==== Listed entries ====

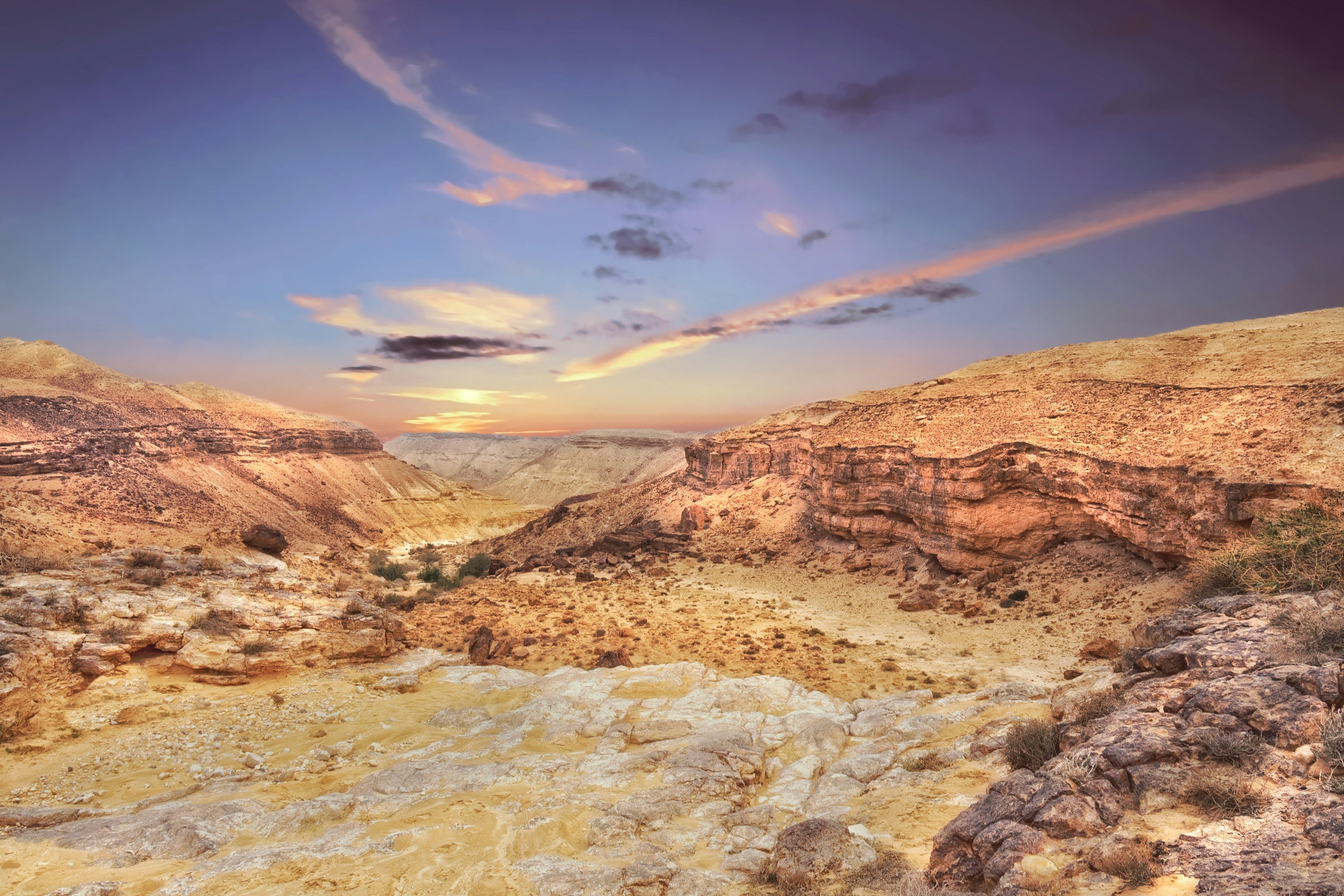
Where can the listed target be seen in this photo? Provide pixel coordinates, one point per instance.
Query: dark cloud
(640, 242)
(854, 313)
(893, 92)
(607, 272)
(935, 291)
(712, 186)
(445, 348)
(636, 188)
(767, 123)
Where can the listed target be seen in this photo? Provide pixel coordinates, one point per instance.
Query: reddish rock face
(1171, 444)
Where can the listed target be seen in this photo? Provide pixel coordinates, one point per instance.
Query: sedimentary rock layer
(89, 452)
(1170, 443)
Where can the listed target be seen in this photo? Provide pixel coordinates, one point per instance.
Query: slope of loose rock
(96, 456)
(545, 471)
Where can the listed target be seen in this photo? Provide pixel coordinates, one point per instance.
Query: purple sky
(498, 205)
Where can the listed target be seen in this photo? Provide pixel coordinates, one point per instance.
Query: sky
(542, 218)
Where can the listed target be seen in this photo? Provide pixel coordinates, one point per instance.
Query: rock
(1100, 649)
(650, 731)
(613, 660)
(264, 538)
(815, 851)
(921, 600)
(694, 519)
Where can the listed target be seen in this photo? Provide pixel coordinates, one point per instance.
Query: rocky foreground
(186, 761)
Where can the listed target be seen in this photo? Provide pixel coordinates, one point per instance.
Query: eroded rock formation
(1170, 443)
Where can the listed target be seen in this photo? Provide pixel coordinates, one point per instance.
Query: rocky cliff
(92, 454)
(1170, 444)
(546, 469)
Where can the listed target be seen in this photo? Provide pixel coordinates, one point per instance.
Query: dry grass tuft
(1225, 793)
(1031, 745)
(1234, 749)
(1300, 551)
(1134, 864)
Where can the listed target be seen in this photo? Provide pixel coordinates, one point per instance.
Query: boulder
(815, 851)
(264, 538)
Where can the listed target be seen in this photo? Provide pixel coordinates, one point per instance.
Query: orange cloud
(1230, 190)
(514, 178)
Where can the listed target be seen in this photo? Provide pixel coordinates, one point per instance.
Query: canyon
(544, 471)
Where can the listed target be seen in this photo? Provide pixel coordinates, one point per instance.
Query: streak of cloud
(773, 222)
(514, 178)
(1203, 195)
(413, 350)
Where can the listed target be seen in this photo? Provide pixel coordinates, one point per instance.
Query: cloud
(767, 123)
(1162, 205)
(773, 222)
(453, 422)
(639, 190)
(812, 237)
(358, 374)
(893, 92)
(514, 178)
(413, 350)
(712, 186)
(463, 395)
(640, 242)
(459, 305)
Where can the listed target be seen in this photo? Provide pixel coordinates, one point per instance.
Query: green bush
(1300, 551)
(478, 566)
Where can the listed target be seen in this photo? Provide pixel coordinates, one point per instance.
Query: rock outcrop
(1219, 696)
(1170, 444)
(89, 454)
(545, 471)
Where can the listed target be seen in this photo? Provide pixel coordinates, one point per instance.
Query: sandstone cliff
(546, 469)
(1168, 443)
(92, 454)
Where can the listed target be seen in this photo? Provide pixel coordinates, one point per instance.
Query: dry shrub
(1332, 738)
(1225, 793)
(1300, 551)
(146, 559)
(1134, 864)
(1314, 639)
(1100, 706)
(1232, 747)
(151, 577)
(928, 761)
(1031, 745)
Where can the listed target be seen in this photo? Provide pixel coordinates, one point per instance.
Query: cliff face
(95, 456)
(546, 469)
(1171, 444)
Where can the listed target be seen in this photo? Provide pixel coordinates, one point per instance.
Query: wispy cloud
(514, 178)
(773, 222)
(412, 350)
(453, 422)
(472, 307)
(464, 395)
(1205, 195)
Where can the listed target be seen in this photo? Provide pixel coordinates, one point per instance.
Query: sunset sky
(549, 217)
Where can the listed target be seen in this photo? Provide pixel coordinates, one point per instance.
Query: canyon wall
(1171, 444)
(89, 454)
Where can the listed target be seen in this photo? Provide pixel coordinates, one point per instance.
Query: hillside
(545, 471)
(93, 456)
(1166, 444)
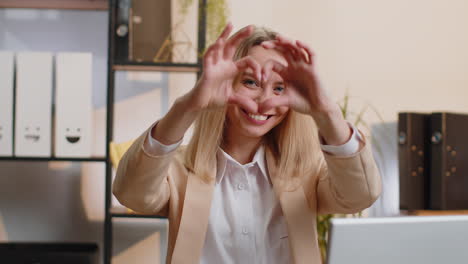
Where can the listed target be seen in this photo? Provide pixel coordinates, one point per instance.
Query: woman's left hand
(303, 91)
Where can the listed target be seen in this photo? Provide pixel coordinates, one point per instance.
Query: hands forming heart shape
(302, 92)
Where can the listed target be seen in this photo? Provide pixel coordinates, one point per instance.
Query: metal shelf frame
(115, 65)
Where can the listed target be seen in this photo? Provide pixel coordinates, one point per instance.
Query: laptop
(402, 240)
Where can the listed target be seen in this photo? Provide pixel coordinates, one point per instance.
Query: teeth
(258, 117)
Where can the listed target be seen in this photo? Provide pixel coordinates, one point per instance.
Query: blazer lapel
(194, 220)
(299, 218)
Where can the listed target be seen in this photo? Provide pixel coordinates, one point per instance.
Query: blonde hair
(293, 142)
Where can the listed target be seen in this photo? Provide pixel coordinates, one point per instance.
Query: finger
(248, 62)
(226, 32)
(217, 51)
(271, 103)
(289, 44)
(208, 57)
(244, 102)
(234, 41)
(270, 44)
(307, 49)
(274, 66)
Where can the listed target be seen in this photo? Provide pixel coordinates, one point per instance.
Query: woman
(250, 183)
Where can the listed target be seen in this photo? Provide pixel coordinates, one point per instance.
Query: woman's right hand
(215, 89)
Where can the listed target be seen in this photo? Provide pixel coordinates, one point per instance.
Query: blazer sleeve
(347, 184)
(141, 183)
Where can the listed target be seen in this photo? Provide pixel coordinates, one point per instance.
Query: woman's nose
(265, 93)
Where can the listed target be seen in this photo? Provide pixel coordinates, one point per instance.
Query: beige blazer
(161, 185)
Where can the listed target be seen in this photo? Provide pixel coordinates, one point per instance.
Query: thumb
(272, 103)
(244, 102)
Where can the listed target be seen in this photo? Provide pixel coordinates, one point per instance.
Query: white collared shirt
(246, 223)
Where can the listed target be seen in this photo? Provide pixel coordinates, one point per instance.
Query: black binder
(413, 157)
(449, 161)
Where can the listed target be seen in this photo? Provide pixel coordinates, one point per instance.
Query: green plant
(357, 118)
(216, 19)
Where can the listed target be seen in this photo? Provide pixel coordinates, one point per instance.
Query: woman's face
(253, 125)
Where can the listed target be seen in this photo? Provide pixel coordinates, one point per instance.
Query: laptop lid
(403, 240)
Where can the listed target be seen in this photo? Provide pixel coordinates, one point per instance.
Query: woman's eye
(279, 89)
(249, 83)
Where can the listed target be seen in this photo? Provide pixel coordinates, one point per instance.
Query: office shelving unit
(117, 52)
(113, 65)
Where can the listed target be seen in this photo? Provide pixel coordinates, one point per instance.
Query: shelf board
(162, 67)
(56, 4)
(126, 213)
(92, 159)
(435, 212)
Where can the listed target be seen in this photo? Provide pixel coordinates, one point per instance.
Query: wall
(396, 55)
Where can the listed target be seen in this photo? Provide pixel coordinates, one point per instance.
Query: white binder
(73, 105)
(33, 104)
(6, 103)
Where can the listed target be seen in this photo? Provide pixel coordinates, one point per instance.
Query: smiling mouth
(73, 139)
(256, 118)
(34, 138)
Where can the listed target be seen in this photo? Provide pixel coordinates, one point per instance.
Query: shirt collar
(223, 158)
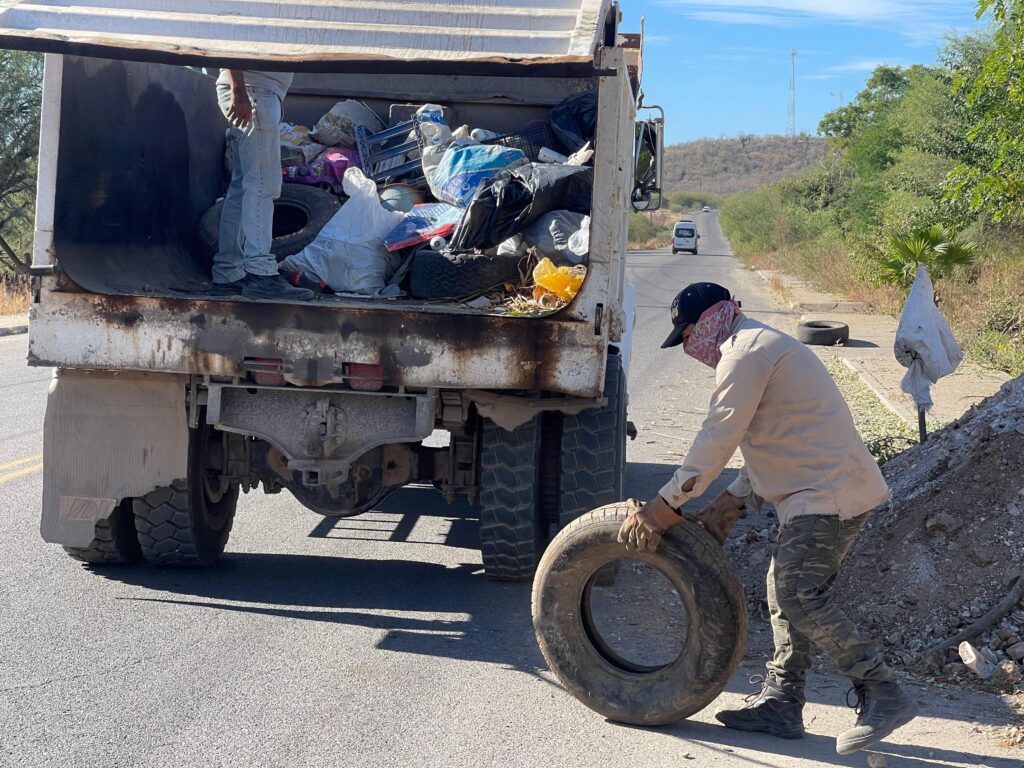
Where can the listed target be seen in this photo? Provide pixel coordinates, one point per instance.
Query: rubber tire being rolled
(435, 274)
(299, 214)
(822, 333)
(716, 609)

====

Aim of the task — A word-for-word copy of all the records above is required, with the pictures left out.

Expected answer —
Where can the listed target be seen in this photo? Provide pixel coordinates, one point per instance.
Query: dark cloud
(640, 242)
(854, 313)
(893, 92)
(607, 272)
(935, 291)
(712, 186)
(445, 348)
(636, 188)
(767, 123)
Where can the listed target be seen in this photo? Provide pixel coordinates, one point per instance.
Query: reddish rock face
(1171, 444)
Where can the listed target be seen in this photo? Provide pixel coordinates, one point per instance.
Query: sedimentary rock layer
(89, 452)
(1170, 443)
Where can the listed target be seen in this photo? Provide pixel coordinates, one point per instance.
Query: slope of loose rock
(96, 456)
(545, 471)
Where can the listed target be seen in this photo? Provide pixel coordinates, one point per instance.
Query: purple sky
(498, 205)
Where can the listed target be seen in this photo? Provide pixel coordinates, one point per instance.
Query: sky
(542, 218)
Where can the listed target be seen in this photo? Provide pixel coordinates, one point per instance.
Query: rock
(1100, 649)
(650, 731)
(613, 660)
(264, 538)
(815, 851)
(921, 600)
(694, 519)
Where can the listed target be seen in this photo? Provide pixel coordinates, one point per instance.
Query: rocky foreground
(186, 761)
Where can the listed target be seen in this photo? Provide pixel coordinates, one point per instance.
Query: eroded rock formation
(1170, 443)
Where can the listed target be seen in this photo? Provide pixel coordinates, one point per instance.
Query: rocky cliff
(92, 454)
(1170, 444)
(546, 469)
Where can the listed target be seen in this photo? Provide pixel coordinates, one point per instance.
Query: dry grass tuft
(1225, 793)
(1031, 745)
(1234, 749)
(1300, 551)
(1134, 864)
Where can the listed target be seen in this photo? Provide pixel coordinates, one point per instance.
Query: boulder
(815, 851)
(264, 538)
Where can the listed target be seen in this photo? Provide pixel coordinates, one point per instance.
Query: orange cloud
(1230, 190)
(514, 178)
Where can the listed target be seen in this photo? Provide pixel coordinates, one point per instance.
Query: canyon
(544, 471)
Where can the listed target be seen in this photo? Provide pixel coordinates, one point per instance.
Query: streak of cloud
(773, 222)
(514, 178)
(1203, 195)
(413, 350)
Where can the listed target be seen in this photo? Provide pixel coordinates, one point per instance.
Query: cloud
(767, 123)
(1162, 205)
(773, 222)
(453, 422)
(639, 190)
(812, 237)
(358, 374)
(893, 92)
(514, 178)
(413, 350)
(712, 186)
(463, 395)
(640, 242)
(459, 305)
Where can the listed target be seen in this photo? Provide pixel coordinates, one point per instance.
Query: green bush
(1300, 551)
(478, 566)
Where can the listed target be seen in this photo? Provide pixel coordinates, one point per instance.
Query: rock outcrop
(1219, 696)
(1170, 444)
(89, 454)
(545, 471)
Where can the listed target be seen in this photo? Provide pixel coordinates, one point per instance.
Query: sandstone cliff
(546, 469)
(1168, 443)
(92, 454)
Where can the listed target be seen in this photo? Provide pixel coordinates, one point per instance.
Query: dry shrub
(1332, 738)
(1225, 793)
(1300, 551)
(146, 559)
(1134, 864)
(1314, 639)
(1100, 706)
(1232, 747)
(151, 577)
(928, 761)
(1031, 745)
Where can the listed target be seen in this photo? Provide pixel coordinates, one point per instance.
Query: cliff face
(95, 456)
(546, 469)
(1171, 444)
Where can the listed target be seen in this photo? Provide pixel coordinates, one point per instance.
Query: wispy cloud
(514, 178)
(773, 222)
(412, 350)
(453, 422)
(472, 307)
(464, 395)
(1205, 195)
Where can the listed target be seen in this photo? Provide pixel coordinates, one point per instance.
Query: sunset sky
(549, 217)
Where can the listed target be seen in this photo? Provide pixel coordinates, one point per instance.
Query: canyon wall
(1171, 444)
(89, 454)
Where can the listed target be seen in this photo? Provide pixel coordinates, one point per instance.
Query: hillside
(545, 471)
(93, 456)
(1166, 444)
Where can the listed target be seen in this photo? Provide pixel coordinates, one point per instance.
Query: woman's left hand
(303, 91)
Where can the listed target be seen in this photo? Provide pixel coordinates, one point per instance.
Query: hands forming heart shape
(302, 92)
Where can the listed target be seen in this photo? Provide pixel coordinates, one point per instance.
Query: metal shelf frame
(115, 65)
Where can the listed target be seen in this photo? Provide pixel coordinates, one point per instance.
Query: laptop
(402, 240)
Where can the listed target be seen in this photo? Provide pixel coordinates, one point per instance.
Query: teeth
(258, 117)
Where can the listed target be seen in this photo? Provide pixel coordinates, one point per instance.
Query: blazer lapel
(194, 220)
(299, 218)
Where can the listed target be seen in this photo? Provide pixel coordinates, one point per instance.
Query: blonde hair
(293, 142)
Where can the listed target be seen in this photo? Provide pixel coordinates, one point per instance.
Query: finger
(248, 62)
(226, 32)
(217, 51)
(271, 103)
(289, 44)
(208, 57)
(244, 102)
(234, 41)
(270, 44)
(307, 49)
(274, 66)
Where can the listed target be seen in this photo? Provide pixel coordinates, one point per instance.
Query: woman
(250, 183)
Where can the listed target be seen in this photo? Provide pixel coordinates, one point per instance.
Query: woman's right hand
(215, 89)
Where can the listed target be seen in this photo? Provide pixel coordinates, one point per instance.
Query: blazer sleeve
(347, 184)
(141, 183)
Where can the listed target be seen in this photo? Provide pixel coordinates, one point per instance.
Query: woman's nose
(265, 93)
Where can the listed target be seen in this photo? Provide pixel coordinates, one point per instance.
Query: beige blazer
(161, 185)
Where can the listed target be seen in this photo? Provide pixel coordinates, one point per instance.
Query: thumb
(272, 103)
(244, 102)
Where can the listed target be seen in this photo? Provide pixel coordinates, one point per instance.
Query: white collared shirt
(246, 223)
Where can the listed target be seen in this photo? Provide pixel coordinates, one point per instance.
Query: black binder
(413, 157)
(449, 161)
Where can the listed target be seen in this photo? Provide pixel coordinates, one point per instance.
Query: green plant
(357, 118)
(216, 19)
Where can the listed target be seen in this photo? Provide pixel coordinates, one point per instance.
Query: woman's face
(253, 125)
Where can the listed target be seen in this photo? Provide pixel coordinates, one point per instance.
Query: laptop lid
(403, 240)
Where can the listed target be seen in this photo? Provide pixel coordinates, one point per instance.
Query: woman's eye
(279, 89)
(249, 83)
Where can the listed target be seen in this photo? Provide pixel coordinates, one point per instance.
Query: office shelving unit
(117, 52)
(113, 65)
Where can the listed target be seen in this photo? Provide pixel coordinates, one point per instance.
Query: shelf board
(162, 67)
(56, 4)
(126, 213)
(92, 159)
(435, 212)
Where can the listed target be seen in this photo? Provide pixel coordinates, one point per instance.
Query: wall
(396, 55)
Where can the listed target be seen in this photo? Provide pixel coordinates, one point per instance.
Query: white binder
(73, 105)
(33, 104)
(6, 103)
Where can the listed target be seen in this photo? Provide pixel coordinates, one point per instance.
Query: smiling mouth
(73, 139)
(256, 118)
(34, 138)
Where can the listed target be seen in this photo? Provide pixel coordinates, one point per instance.
Query: shirt collar
(223, 158)
Where can the listed target be seen in this photo? Provide pixel coordinates, one point per instance.
Query: rubber tire being rolled
(435, 274)
(299, 214)
(822, 333)
(716, 609)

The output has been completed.